§ **What you need to do**
Rewrite the stretch of material below from the line that contains "query: sunlit leaf" through the end, changing "sunlit leaf" to "shaded leaf" and keeping all else unchanged.
Begin
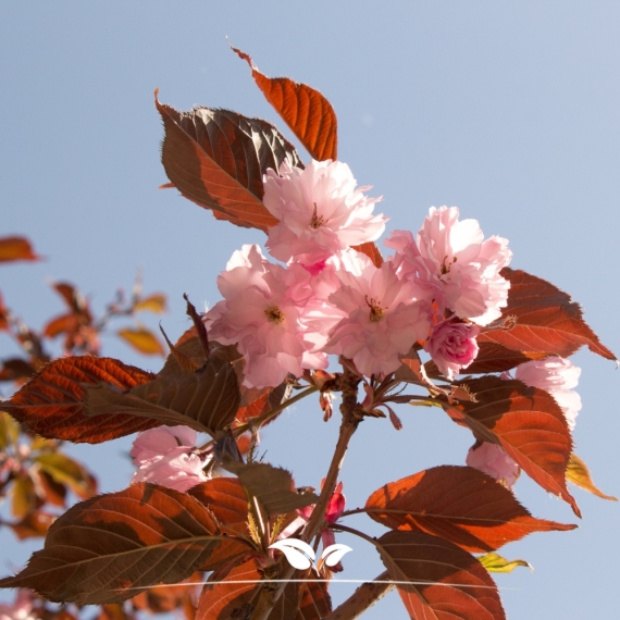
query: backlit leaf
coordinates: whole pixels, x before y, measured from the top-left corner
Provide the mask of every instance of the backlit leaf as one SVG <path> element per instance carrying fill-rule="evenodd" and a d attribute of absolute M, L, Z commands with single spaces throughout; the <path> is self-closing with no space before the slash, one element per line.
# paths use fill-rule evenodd
<path fill-rule="evenodd" d="M 488 572 L 512 572 L 517 567 L 525 567 L 531 571 L 534 569 L 525 560 L 507 560 L 497 554 L 486 554 L 478 558 Z"/>
<path fill-rule="evenodd" d="M 459 385 L 467 386 L 476 401 L 444 405 L 450 418 L 469 426 L 476 439 L 500 445 L 532 480 L 562 497 L 581 517 L 565 480 L 572 439 L 556 400 L 544 389 L 492 375 Z"/>
<path fill-rule="evenodd" d="M 497 587 L 480 561 L 448 541 L 422 532 L 388 532 L 381 559 L 417 620 L 505 620 Z"/>
<path fill-rule="evenodd" d="M 321 92 L 288 77 L 268 77 L 245 52 L 233 48 L 252 70 L 265 99 L 290 127 L 312 159 L 338 159 L 338 123 L 332 104 Z"/>
<path fill-rule="evenodd" d="M 88 471 L 62 452 L 42 452 L 33 457 L 33 462 L 57 483 L 69 486 L 82 499 L 97 493 L 97 483 Z"/>
<path fill-rule="evenodd" d="M 233 422 L 239 401 L 235 370 L 227 361 L 212 356 L 196 372 L 178 368 L 174 374 L 160 375 L 125 393 L 104 385 L 89 386 L 86 412 L 144 417 L 215 435 Z"/>
<path fill-rule="evenodd" d="M 510 328 L 494 328 L 479 335 L 479 343 L 495 343 L 517 351 L 547 352 L 569 357 L 583 345 L 599 356 L 616 356 L 600 344 L 583 320 L 579 303 L 553 284 L 524 271 L 505 268 L 501 275 L 510 281 L 504 319 L 514 318 Z M 525 354 L 529 355 L 529 354 Z"/>
<path fill-rule="evenodd" d="M 99 444 L 159 424 L 129 416 L 86 417 L 85 385 L 104 383 L 122 392 L 153 377 L 112 358 L 62 358 L 44 368 L 11 400 L 0 402 L 0 408 L 44 437 Z"/>
<path fill-rule="evenodd" d="M 44 549 L 0 587 L 30 587 L 53 602 L 115 603 L 188 578 L 219 544 L 209 510 L 186 493 L 134 484 L 67 510 Z"/>
<path fill-rule="evenodd" d="M 262 176 L 287 159 L 300 165 L 295 148 L 270 123 L 227 110 L 178 112 L 157 99 L 165 129 L 161 161 L 181 194 L 218 219 L 268 230 L 277 220 L 262 203 Z"/>
<path fill-rule="evenodd" d="M 618 501 L 617 497 L 612 495 L 605 495 L 595 484 L 592 482 L 590 476 L 590 470 L 587 466 L 574 454 L 570 456 L 569 464 L 567 467 L 567 480 L 572 482 L 574 485 L 588 491 L 590 493 L 600 497 L 603 499 L 610 499 L 612 501 Z"/>
<path fill-rule="evenodd" d="M 269 516 L 286 514 L 297 508 L 317 504 L 314 493 L 297 493 L 290 472 L 268 463 L 226 463 L 240 483 L 260 501 Z"/>
<path fill-rule="evenodd" d="M 0 238 L 0 262 L 15 260 L 40 260 L 30 241 L 25 237 L 1 237 Z"/>
<path fill-rule="evenodd" d="M 124 327 L 116 335 L 145 356 L 165 355 L 162 344 L 148 327 Z"/>
<path fill-rule="evenodd" d="M 368 498 L 365 509 L 387 528 L 426 532 L 468 551 L 492 551 L 532 532 L 576 526 L 535 519 L 508 488 L 475 469 L 456 466 L 386 484 Z"/>

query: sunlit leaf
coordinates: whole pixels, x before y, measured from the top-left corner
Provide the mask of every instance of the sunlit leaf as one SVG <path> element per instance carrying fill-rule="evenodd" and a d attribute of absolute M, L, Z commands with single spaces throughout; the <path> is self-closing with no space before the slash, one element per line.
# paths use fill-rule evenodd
End
§ **Completed task**
query: shaded leaf
coordinates: whole pixels, x before y, measured from the top-left corner
Provide the mask of every instance of the shaded leaf as one SVG <path> element per instance carrying fill-rule="evenodd" and a d attribute of absolute M, L, Z commands with single spaces throughout; the <path> is self-closing with no space before the slash, one element per line.
# paths use fill-rule evenodd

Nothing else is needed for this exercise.